**WORK REQUIRED:** Copy out every line of the material below, reproducing each character as it appears.

**LISTED RECORDS:**

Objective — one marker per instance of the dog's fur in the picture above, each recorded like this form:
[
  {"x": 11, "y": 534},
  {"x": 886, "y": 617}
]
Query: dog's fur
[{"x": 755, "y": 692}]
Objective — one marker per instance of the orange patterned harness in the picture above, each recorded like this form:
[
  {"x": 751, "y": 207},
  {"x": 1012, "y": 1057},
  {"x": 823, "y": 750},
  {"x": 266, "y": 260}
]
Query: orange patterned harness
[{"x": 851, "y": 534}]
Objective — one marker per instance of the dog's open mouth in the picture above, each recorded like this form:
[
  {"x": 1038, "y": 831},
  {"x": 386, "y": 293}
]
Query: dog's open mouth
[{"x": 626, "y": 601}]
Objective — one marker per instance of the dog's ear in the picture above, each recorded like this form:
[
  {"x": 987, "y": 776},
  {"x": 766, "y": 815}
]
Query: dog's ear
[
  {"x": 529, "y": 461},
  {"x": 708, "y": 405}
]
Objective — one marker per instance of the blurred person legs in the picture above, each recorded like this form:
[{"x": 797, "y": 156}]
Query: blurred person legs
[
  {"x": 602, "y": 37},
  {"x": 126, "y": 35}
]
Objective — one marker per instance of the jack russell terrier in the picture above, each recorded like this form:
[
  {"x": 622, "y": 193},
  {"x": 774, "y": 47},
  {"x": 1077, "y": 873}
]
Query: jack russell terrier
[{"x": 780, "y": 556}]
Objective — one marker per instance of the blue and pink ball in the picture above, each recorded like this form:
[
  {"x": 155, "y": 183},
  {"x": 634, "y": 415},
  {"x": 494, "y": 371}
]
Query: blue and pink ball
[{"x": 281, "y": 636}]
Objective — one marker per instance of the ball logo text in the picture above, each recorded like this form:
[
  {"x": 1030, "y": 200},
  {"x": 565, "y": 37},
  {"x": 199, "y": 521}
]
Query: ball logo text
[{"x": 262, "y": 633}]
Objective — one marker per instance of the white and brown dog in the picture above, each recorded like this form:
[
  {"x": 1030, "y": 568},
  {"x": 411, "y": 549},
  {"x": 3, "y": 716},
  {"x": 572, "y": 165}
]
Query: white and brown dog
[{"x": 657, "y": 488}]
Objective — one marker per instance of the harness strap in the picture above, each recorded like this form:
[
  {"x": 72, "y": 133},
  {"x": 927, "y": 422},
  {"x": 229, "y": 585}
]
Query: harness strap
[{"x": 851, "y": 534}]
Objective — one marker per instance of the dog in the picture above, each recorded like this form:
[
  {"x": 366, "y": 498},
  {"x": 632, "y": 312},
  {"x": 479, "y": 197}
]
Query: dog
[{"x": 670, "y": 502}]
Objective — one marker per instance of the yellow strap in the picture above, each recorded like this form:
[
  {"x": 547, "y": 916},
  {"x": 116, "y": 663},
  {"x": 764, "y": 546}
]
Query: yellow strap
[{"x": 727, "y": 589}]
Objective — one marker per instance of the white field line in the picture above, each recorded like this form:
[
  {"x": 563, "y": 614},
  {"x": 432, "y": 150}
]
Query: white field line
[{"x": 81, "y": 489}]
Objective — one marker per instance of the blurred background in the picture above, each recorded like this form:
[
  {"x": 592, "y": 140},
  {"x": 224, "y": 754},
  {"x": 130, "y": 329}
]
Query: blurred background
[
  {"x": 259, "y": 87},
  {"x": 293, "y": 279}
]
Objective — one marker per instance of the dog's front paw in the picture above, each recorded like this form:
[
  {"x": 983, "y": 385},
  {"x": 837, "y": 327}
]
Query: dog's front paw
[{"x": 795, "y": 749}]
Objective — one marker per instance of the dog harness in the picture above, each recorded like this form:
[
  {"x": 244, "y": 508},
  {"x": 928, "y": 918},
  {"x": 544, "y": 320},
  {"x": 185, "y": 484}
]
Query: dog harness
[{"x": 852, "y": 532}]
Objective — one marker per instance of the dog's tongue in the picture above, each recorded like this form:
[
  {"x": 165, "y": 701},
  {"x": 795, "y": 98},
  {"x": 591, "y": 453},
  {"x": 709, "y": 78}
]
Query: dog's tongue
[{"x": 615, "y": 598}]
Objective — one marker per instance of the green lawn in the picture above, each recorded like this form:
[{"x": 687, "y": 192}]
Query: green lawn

**OUTPUT:**
Objective — one marker per instance of the dog's fur in the picture above, each recorded like this form:
[
  {"x": 11, "y": 534},
  {"x": 886, "y": 617}
]
Query: dog's fur
[{"x": 755, "y": 692}]
Objective — one marker per instance of the orange patterned harness in the picture above, each recorded like this form:
[
  {"x": 751, "y": 207},
  {"x": 1012, "y": 1057},
  {"x": 823, "y": 750},
  {"x": 266, "y": 260}
]
Query: orange patterned harness
[{"x": 851, "y": 534}]
Objective — one marker per instance of the dog's open mouth in the picture above, each recorded like this form:
[
  {"x": 1038, "y": 831},
  {"x": 386, "y": 293}
]
Query: dog's open mouth
[{"x": 626, "y": 601}]
Objective — one marker per instance of the dog's ear in the picture above, each recorded like this form:
[
  {"x": 987, "y": 776},
  {"x": 766, "y": 815}
]
Query: dog's ear
[
  {"x": 529, "y": 461},
  {"x": 708, "y": 405}
]
Objective — one marker per instance of the blurred person legs in the picture above, each recorded like this form:
[{"x": 797, "y": 156}]
Query: blurred person legs
[
  {"x": 602, "y": 37},
  {"x": 126, "y": 35}
]
Objective — one marker per instance of the jack russell terrier in the picture above, each recorded like this form:
[
  {"x": 622, "y": 193},
  {"x": 774, "y": 47},
  {"x": 1077, "y": 873}
]
Query: jack russell terrier
[{"x": 780, "y": 556}]
Objective — one marker per instance of the blue and pink ball in the picture above, each recorded like this form:
[
  {"x": 155, "y": 183},
  {"x": 634, "y": 415},
  {"x": 494, "y": 371}
]
Query: blue and pink ball
[{"x": 281, "y": 636}]
Objective — one marker per instance of the ball logo text in the picture above, each recorded like this form:
[
  {"x": 1030, "y": 200},
  {"x": 565, "y": 37},
  {"x": 199, "y": 521}
]
Query: ball logo text
[{"x": 262, "y": 633}]
Objective — one marker per instance of the white and brown dog in the picture above, each recorded like this form:
[
  {"x": 1030, "y": 568},
  {"x": 411, "y": 549},
  {"x": 3, "y": 716},
  {"x": 572, "y": 165}
]
Query: white and brown dog
[{"x": 657, "y": 488}]
Objective — one marker per instance of the harness strap in the picture above, each recorded like this form:
[
  {"x": 72, "y": 133},
  {"x": 927, "y": 422},
  {"x": 229, "y": 585}
]
Query: harness strap
[{"x": 851, "y": 534}]
Objective — one marker per instance of the dog in the picture above, each recorded like this form:
[
  {"x": 366, "y": 498},
  {"x": 632, "y": 312},
  {"x": 479, "y": 197}
]
Query: dog
[{"x": 670, "y": 502}]
Objective — one marker per instance of the yellow strap in the picture above, each recorded like this form:
[
  {"x": 547, "y": 916},
  {"x": 116, "y": 663},
  {"x": 764, "y": 546}
]
Query: yellow strap
[{"x": 727, "y": 589}]
Objective — one marker per instance of the white field line in the picture above, each recorded like this form:
[
  {"x": 563, "y": 614},
  {"x": 432, "y": 150}
]
Query: white field line
[{"x": 81, "y": 489}]
Objective — one marker per instance of the blurred background in the picture above, each recorded like this form:
[
  {"x": 592, "y": 140},
  {"x": 224, "y": 754},
  {"x": 130, "y": 329}
]
Query: blurred background
[
  {"x": 259, "y": 87},
  {"x": 293, "y": 279}
]
Objective — one marker per instance of the dog's front paw in the picture above, each recorded like this form:
[
  {"x": 983, "y": 385},
  {"x": 837, "y": 327}
]
Query: dog's front paw
[{"x": 795, "y": 749}]
Objective — one marker per instance of the dog harness in the picture above, each recorded like this form:
[
  {"x": 244, "y": 508},
  {"x": 928, "y": 918},
  {"x": 544, "y": 320},
  {"x": 185, "y": 484}
]
Query: dog harness
[{"x": 852, "y": 532}]
Objective — one marker per instance of the dog's tongue in the picture above, each recorded like this form:
[
  {"x": 165, "y": 701},
  {"x": 795, "y": 98},
  {"x": 591, "y": 453},
  {"x": 709, "y": 78}
]
Query: dog's tongue
[{"x": 615, "y": 598}]
Objective — one marker per instance of the green lawn in the picture above, each recorded like this form:
[{"x": 687, "y": 192}]
Query: green lawn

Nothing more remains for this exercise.